-- BEGIN PAGE --
Edward Arthur Seykota (born August 7, 1946) is a commodities trader, who earned S.B. degrees in Electrical Engineering from MIT and Management from the MIT Sloan School of Management, both in 1969. In 1970 he pioneered Systems trading by using early punched card computers to test ideas on trading the markets.  Seykota resided in Incline Village, Nevada, on the north shore of Lake Tahoe, but recently moved to Texas.

Career 
As a young man he attended high school near The Hague, Netherlands and also lived in Voorburg.

In 1970, he pioneered a computerized trading system (now known as Trading System) for the futures market for the brokerage house he and Michael Marcus were working for. Later, he decided to venture out on his own and manage a few of his client's accounts.

Much of Seykota's success was attributed to his development and utilization of computerized trading systems to which he first tested on a mainframe IBM computer. Later on, the brokerage house he had been working for adopted his system for their trades.

His interest in creating a computerized system was spawned after he read a letter by Richard Donchian on utilizing mechanical trend following systems for trading and also Donchian's 5- and 20-day moving average system.  He was also inspired by the book Reminiscences of a Stock Operator by Edwin Lefèvre. His first trading system was developed based on exponential moving averages.
-- END PAGE --
§ **COMPLETE THE FOLLOWING**:
- A) According to the Seykota biography, on what kind of computer did he first test his trading systems?
- B) Name every person other than Seykota who is mentioned in the Seykota biography.
-- BEGIN LISTED RECORDS --
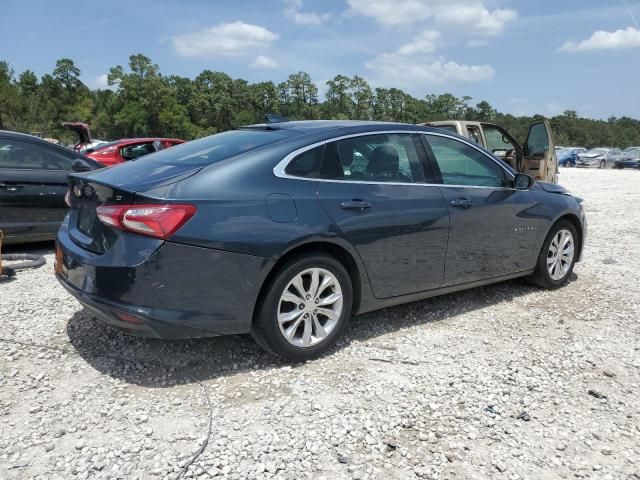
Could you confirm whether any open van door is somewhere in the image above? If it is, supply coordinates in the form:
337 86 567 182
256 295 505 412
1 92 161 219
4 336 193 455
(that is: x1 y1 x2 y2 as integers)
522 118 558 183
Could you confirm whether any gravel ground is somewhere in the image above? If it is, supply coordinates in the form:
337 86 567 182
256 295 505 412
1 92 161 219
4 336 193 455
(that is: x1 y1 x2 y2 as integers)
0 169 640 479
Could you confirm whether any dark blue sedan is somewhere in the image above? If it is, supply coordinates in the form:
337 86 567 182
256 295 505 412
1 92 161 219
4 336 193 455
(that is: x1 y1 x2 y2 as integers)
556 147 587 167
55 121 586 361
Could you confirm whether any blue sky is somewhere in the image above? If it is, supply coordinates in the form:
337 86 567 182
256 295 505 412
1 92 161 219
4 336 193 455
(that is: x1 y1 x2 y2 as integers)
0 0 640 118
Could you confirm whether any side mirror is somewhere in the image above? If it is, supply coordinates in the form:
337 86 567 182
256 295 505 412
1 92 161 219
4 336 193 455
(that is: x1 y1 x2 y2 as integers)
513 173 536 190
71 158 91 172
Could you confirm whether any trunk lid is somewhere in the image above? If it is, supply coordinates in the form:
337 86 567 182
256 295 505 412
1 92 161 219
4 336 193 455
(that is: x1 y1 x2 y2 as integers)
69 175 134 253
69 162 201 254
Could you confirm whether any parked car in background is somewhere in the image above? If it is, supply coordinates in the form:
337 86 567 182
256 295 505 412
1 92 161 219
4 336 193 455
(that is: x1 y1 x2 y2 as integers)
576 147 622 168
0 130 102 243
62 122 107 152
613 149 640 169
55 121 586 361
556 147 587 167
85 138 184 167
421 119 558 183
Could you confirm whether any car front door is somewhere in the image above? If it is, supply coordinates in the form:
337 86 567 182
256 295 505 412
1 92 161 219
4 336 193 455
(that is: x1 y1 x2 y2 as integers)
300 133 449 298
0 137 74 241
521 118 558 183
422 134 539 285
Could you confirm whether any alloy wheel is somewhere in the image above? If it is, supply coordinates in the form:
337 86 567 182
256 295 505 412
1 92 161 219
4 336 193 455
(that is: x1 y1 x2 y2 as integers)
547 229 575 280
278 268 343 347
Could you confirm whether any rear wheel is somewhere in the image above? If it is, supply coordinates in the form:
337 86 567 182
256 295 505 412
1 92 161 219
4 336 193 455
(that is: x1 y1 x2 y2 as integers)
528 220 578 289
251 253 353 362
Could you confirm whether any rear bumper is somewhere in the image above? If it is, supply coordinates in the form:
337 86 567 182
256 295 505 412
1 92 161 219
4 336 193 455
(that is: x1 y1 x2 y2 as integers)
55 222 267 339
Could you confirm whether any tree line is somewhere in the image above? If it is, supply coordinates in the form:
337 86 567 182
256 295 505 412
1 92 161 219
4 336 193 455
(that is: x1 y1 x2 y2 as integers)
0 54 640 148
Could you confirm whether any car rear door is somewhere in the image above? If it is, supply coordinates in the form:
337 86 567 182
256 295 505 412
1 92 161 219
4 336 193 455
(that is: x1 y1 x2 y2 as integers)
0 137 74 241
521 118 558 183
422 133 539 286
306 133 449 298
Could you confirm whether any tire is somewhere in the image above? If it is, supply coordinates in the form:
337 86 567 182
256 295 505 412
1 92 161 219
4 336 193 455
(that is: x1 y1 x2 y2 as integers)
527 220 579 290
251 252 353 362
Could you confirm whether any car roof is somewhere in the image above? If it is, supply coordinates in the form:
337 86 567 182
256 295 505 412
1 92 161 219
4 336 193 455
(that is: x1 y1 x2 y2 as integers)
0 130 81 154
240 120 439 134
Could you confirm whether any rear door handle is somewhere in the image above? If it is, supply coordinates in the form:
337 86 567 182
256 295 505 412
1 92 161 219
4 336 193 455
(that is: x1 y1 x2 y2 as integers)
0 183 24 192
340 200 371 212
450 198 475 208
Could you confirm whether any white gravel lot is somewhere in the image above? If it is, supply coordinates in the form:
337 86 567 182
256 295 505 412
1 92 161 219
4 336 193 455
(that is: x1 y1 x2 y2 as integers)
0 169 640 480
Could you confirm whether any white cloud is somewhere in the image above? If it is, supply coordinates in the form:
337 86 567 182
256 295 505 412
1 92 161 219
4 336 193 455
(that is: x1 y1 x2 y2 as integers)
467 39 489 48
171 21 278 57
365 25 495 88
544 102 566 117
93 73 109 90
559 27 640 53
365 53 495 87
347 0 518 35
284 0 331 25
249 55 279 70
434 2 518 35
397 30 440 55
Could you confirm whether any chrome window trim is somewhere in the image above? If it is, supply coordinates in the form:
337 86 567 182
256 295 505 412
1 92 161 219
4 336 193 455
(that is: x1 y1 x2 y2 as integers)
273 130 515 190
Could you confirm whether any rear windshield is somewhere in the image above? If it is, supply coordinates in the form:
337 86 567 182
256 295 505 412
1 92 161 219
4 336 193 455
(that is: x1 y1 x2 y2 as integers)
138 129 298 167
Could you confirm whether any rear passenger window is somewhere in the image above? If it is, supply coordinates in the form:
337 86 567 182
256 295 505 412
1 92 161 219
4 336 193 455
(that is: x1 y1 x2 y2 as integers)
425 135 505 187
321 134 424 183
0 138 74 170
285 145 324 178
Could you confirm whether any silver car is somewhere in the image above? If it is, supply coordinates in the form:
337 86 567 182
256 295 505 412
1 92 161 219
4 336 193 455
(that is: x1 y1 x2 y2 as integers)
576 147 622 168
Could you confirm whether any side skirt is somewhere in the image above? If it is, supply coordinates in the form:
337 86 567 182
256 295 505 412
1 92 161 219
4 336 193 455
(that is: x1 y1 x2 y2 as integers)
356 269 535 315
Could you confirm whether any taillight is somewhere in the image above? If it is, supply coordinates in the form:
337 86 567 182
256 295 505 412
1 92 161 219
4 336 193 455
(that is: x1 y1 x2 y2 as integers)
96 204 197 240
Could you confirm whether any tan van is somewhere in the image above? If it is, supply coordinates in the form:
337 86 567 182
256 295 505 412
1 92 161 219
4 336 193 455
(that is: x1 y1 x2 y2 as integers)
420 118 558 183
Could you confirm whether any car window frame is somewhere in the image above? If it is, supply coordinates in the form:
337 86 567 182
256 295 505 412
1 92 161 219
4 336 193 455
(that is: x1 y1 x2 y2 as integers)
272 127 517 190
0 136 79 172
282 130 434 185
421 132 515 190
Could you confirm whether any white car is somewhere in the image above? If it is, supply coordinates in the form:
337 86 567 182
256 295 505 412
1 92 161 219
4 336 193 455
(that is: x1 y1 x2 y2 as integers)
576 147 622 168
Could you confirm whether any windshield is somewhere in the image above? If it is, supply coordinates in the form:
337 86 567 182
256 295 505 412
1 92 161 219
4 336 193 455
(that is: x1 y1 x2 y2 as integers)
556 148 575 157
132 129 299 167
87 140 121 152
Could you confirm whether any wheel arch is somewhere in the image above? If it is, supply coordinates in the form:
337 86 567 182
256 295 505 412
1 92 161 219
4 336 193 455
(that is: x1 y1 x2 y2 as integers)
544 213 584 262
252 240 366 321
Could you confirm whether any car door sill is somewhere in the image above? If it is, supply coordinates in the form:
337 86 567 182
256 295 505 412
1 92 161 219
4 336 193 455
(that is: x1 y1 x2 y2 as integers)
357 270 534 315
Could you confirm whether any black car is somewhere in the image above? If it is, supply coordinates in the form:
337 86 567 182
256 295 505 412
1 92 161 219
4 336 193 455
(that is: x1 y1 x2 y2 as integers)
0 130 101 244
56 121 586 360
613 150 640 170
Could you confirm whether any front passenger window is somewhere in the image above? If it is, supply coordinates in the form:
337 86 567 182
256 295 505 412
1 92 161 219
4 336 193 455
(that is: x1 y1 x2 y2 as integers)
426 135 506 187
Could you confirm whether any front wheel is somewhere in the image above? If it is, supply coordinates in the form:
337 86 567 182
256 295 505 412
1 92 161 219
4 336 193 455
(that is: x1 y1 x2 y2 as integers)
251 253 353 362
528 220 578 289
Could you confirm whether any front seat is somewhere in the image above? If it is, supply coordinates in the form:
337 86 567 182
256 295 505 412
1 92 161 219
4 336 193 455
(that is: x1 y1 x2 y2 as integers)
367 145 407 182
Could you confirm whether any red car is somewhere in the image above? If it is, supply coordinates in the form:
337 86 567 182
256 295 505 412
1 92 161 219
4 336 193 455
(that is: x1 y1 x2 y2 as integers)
-- END LISTED RECORDS --
§ **SOLUTIONS IN ORDER**:
- A) A mainframe IBM computer.

- B) Michael Marcus, Richard Donchian, and Edwin Lefèvre.